■ **ACTIVITY**
Copy the data exactly; pictures stay out of the copy.

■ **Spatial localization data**
______

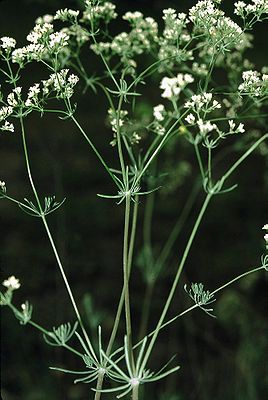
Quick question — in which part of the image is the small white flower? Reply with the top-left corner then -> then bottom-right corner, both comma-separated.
48,31 -> 69,50
262,224 -> 268,230
185,113 -> 195,125
237,123 -> 245,133
160,74 -> 194,99
3,276 -> 21,290
264,233 -> 268,243
153,104 -> 165,121
1,121 -> 14,133
228,120 -> 236,131
0,180 -> 6,191
197,119 -> 217,135
0,36 -> 16,50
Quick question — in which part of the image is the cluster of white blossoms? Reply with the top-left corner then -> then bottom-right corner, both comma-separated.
0,106 -> 14,133
2,276 -> 21,291
42,69 -> 79,99
108,108 -> 128,133
263,224 -> 268,249
48,31 -> 69,52
25,84 -> 41,107
158,9 -> 192,72
35,14 -> 54,25
192,62 -> 208,77
90,9 -> 158,74
184,92 -> 245,140
7,87 -> 22,107
160,74 -> 194,99
153,104 -> 166,121
235,0 -> 268,18
0,36 -> 16,51
82,1 -> 117,22
162,9 -> 188,40
189,0 -> 243,51
54,8 -> 79,22
238,70 -> 268,97
184,92 -> 221,112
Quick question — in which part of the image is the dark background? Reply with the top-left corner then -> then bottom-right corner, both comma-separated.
1,1 -> 268,399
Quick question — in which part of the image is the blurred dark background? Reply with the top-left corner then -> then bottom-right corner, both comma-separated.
1,1 -> 268,400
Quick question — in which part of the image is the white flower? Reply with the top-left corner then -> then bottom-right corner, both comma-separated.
11,48 -> 27,64
123,11 -> 143,21
234,1 -> 247,15
0,106 -> 13,122
35,14 -> 54,24
197,119 -> 217,135
185,113 -> 195,125
262,224 -> 268,230
55,8 -> 79,20
0,36 -> 16,50
3,276 -> 21,290
153,104 -> 165,121
160,73 -> 194,99
1,121 -> 14,133
264,233 -> 268,243
228,119 -> 245,133
0,180 -> 6,191
48,31 -> 69,50
68,74 -> 79,86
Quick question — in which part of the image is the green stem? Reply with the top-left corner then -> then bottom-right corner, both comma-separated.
19,117 -> 97,362
6,303 -> 83,358
115,94 -> 126,181
123,194 -> 134,367
208,146 -> 212,183
132,383 -> 139,400
194,143 -> 205,180
70,115 -> 119,188
139,181 -> 200,340
105,198 -> 139,358
140,193 -> 212,371
94,369 -> 106,400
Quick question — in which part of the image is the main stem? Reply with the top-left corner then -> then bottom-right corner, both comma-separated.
132,383 -> 139,400
123,194 -> 134,367
140,193 -> 212,371
106,198 -> 139,357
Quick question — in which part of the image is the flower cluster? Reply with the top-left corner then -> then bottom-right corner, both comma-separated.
42,69 -> 79,99
184,92 -> 221,112
0,106 -> 14,133
235,1 -> 268,27
160,74 -> 194,99
184,92 -> 245,144
7,87 -> 22,107
158,9 -> 191,72
108,108 -> 128,133
0,36 -> 16,52
9,21 -> 71,66
82,1 -> 117,23
3,276 -> 21,290
91,11 -> 158,74
162,9 -> 188,40
263,224 -> 268,250
54,8 -> 79,22
238,70 -> 268,97
25,84 -> 42,107
189,1 -> 243,52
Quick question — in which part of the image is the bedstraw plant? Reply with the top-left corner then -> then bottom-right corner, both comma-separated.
1,0 -> 268,399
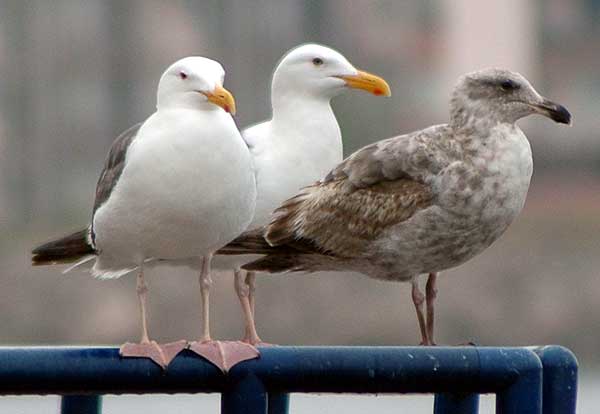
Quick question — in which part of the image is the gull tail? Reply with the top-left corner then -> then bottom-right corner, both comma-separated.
242,254 -> 311,273
216,228 -> 275,255
32,228 -> 96,266
217,227 -> 312,257
217,228 -> 304,273
217,228 -> 332,274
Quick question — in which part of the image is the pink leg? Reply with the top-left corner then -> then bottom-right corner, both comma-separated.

______

■ **EXERCISE OUTPUT**
Quick question — in which part of the image is the small white flower? Reply with the top-left corner then -> then bottom-right corner, both comma-separated.
48,31 -> 69,50
262,224 -> 268,230
185,113 -> 195,125
237,123 -> 245,133
160,74 -> 194,99
3,276 -> 21,290
264,233 -> 268,243
153,104 -> 165,121
1,121 -> 14,133
228,120 -> 236,131
0,180 -> 6,191
197,119 -> 217,135
0,36 -> 16,50
Quick question — in which part of the image is the cluster of white blossoms? Reply with the top-left corner then -> then bottom-right corner, both comma-separated.
0,106 -> 14,133
2,276 -> 21,291
42,69 -> 79,99
108,108 -> 128,133
263,224 -> 268,249
48,31 -> 69,52
25,84 -> 41,107
158,9 -> 192,72
35,14 -> 54,25
192,62 -> 208,77
90,9 -> 158,74
184,92 -> 245,140
7,87 -> 22,107
160,74 -> 194,99
153,104 -> 166,121
235,0 -> 268,18
0,36 -> 16,51
82,1 -> 117,22
162,9 -> 188,40
189,0 -> 243,51
54,8 -> 79,22
238,70 -> 268,97
184,92 -> 221,112
Quick question — in which part of the image is the dark background? Reply with the top-left corner then -> then bottom-right corner, both comma-separated.
1,1 -> 268,399
Quick question — in which part of the image is the blurred dark background? Reply with the top-left corner then -> then bottom-right corner, both comma-separated.
1,1 -> 268,400
Quick question — in which part of the image is the white flower? Reply with the top-left corner then -> then bottom-right corner, both comma-separated.
11,48 -> 27,64
123,11 -> 143,21
234,1 -> 247,15
0,106 -> 13,122
35,14 -> 54,24
197,119 -> 217,135
185,113 -> 195,125
262,224 -> 268,230
55,8 -> 79,20
0,36 -> 16,50
3,276 -> 21,290
153,104 -> 165,121
160,73 -> 194,99
1,121 -> 14,133
264,233 -> 268,243
228,119 -> 245,133
0,180 -> 6,191
48,31 -> 69,50
68,74 -> 79,86
Quick question — in which part of the image is the green stem? Reply with the top-left corner then -> then bottom-right corner, both comma-separated.
19,117 -> 97,362
6,303 -> 83,358
115,94 -> 126,181
123,194 -> 134,367
208,146 -> 212,183
132,383 -> 139,400
194,143 -> 205,180
70,115 -> 119,188
139,181 -> 200,340
105,198 -> 139,358
140,193 -> 212,371
94,369 -> 106,400
Quick question — in which part of the image is the main stem? Reply with the top-left corner then -> then bottom-right corner, both comma-separated.
132,383 -> 139,400
123,194 -> 134,367
140,193 -> 212,371
106,198 -> 139,357
Quick question — in which part of the image is the flower cluster? Reply with the top-left corner then -> then bottom-right corner, both comma-separated.
42,69 -> 79,99
184,92 -> 221,112
0,106 -> 14,133
235,1 -> 268,27
160,74 -> 194,99
184,92 -> 245,144
7,87 -> 22,107
158,9 -> 191,72
108,108 -> 128,133
0,36 -> 16,52
9,21 -> 71,66
82,1 -> 117,23
3,276 -> 21,290
91,11 -> 158,74
162,9 -> 188,40
263,224 -> 268,250
54,8 -> 79,22
238,70 -> 268,97
25,84 -> 42,107
189,1 -> 243,52
Quick question — in which part of the image is the bedstraw plant? Reply with the top-left corner then -> then bottom-right corner, both comma-separated.
1,0 -> 268,399
Quick question — in which part of the image is the gull tail? Reply with the top-left corner then -> then bottom-right corner, both comma-separated.
242,254 -> 311,273
216,228 -> 275,255
32,228 -> 96,266
217,227 -> 312,257
217,228 -> 304,273
217,228 -> 332,274
Quick question — in which part of the image is the pink leg? Reply with the top-left corner then -> then bottom-right corner, both comma-separated.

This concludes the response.